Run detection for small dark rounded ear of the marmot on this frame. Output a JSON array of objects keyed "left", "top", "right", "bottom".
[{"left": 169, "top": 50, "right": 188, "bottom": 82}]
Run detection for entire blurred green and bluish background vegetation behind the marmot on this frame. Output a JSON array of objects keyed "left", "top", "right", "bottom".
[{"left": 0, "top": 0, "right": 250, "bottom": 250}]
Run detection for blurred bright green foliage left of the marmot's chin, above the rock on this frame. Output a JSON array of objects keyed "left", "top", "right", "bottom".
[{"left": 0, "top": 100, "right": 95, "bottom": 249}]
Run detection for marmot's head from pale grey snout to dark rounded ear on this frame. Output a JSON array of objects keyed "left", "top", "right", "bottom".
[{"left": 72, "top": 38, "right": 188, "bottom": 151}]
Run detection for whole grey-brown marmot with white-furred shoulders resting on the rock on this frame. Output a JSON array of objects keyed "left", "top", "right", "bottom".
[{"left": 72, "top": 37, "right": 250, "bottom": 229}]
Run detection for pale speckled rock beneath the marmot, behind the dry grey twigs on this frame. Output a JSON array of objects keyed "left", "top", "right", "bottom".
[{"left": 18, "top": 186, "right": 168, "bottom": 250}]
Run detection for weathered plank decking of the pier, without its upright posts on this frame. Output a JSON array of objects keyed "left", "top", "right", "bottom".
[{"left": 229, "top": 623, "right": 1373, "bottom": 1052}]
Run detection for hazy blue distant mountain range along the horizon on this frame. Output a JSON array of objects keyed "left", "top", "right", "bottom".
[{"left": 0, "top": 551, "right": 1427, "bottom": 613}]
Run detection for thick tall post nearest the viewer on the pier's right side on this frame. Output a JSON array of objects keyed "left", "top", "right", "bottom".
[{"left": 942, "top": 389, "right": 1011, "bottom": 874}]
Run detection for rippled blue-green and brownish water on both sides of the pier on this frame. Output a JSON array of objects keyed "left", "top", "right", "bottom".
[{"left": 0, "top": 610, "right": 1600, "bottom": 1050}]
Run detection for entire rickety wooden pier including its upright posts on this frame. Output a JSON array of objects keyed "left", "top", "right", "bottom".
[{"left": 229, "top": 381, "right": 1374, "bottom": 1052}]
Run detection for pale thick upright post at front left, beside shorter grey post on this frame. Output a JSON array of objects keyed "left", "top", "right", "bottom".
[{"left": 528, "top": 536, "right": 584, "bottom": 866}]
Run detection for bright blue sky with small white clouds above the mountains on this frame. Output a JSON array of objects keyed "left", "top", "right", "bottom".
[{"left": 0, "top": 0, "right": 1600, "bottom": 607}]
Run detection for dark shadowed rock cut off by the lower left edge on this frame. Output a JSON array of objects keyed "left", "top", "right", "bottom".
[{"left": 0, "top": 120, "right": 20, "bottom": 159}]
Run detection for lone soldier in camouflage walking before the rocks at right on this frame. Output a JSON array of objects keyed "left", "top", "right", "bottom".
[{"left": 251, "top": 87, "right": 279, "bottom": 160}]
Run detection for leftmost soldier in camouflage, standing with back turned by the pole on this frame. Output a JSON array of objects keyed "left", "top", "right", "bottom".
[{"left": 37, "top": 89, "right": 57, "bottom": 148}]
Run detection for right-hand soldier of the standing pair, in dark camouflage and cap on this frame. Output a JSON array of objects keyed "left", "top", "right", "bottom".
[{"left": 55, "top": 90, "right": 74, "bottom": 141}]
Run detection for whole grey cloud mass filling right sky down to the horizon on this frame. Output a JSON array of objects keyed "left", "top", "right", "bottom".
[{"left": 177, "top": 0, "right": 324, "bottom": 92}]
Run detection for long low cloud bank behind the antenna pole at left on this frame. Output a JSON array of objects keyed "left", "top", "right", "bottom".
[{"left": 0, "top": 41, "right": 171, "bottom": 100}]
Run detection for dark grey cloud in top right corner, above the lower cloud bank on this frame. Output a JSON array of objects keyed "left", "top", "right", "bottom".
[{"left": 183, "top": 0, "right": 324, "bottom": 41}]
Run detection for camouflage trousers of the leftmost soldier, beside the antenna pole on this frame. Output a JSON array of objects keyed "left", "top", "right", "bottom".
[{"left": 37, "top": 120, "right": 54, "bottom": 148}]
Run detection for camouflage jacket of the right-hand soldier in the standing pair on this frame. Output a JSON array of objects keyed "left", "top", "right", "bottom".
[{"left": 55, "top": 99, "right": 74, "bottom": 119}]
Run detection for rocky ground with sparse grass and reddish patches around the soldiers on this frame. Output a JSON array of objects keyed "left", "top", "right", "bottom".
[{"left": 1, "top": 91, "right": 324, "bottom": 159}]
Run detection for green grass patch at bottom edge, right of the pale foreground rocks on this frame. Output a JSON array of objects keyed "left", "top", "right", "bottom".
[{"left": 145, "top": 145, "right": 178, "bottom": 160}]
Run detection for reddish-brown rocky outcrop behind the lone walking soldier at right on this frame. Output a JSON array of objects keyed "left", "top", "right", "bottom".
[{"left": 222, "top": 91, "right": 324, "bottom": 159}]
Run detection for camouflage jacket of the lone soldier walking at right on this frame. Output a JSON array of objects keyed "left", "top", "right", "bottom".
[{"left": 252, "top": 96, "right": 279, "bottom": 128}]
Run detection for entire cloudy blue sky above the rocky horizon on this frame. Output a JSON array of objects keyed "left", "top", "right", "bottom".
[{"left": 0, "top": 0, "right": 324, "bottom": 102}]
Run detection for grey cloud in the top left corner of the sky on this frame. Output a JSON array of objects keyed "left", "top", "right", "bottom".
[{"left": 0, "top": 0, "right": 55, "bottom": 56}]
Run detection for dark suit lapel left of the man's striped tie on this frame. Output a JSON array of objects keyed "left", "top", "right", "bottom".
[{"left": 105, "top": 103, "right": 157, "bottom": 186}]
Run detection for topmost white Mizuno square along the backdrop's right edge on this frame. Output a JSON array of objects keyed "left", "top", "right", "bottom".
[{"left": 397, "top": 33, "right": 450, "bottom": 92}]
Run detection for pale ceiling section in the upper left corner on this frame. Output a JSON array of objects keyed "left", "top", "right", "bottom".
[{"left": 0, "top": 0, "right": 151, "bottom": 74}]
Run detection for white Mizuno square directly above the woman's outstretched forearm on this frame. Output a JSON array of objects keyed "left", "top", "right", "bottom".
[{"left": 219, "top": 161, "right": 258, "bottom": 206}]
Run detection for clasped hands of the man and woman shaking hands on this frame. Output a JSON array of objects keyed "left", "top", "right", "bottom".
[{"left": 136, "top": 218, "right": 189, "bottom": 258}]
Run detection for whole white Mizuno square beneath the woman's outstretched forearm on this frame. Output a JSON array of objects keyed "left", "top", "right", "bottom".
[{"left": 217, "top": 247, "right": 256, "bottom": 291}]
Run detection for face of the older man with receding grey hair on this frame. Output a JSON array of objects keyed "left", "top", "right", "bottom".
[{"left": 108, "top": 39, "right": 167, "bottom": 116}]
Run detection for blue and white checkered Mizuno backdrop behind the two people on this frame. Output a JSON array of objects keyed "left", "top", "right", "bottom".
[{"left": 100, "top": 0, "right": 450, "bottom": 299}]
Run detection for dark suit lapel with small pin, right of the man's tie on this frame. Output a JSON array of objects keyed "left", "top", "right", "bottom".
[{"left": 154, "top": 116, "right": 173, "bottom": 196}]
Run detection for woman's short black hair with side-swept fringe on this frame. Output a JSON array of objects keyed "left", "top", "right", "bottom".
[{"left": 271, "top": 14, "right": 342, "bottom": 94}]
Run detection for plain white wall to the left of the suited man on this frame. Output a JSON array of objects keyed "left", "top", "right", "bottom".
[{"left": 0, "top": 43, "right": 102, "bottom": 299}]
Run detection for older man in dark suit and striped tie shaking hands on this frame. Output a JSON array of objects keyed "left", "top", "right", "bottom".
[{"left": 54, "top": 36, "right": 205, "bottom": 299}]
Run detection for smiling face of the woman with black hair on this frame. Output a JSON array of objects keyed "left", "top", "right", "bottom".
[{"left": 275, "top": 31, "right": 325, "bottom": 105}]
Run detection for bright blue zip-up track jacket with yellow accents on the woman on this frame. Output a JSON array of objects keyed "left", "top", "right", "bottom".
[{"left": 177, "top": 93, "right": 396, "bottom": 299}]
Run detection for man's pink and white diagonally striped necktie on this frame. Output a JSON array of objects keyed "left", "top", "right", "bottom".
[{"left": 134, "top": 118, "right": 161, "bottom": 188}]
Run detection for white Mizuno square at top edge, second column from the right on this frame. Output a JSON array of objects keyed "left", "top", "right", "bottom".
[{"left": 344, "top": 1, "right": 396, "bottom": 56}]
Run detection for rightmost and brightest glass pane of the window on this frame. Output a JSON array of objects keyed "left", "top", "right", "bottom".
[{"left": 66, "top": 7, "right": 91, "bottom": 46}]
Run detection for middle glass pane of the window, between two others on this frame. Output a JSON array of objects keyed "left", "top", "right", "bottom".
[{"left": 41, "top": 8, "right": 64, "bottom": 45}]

- **Activity**
What are the lines from the one with "Run detection for middle" through the end of the entries? Give them again exactly, both end lines included.

- **Task solution**
Run detection for middle glass pane of the window, between two others on this frame. Output a JSON array of objects keyed "left", "top", "right", "bottom".
[{"left": 41, "top": 8, "right": 64, "bottom": 45}]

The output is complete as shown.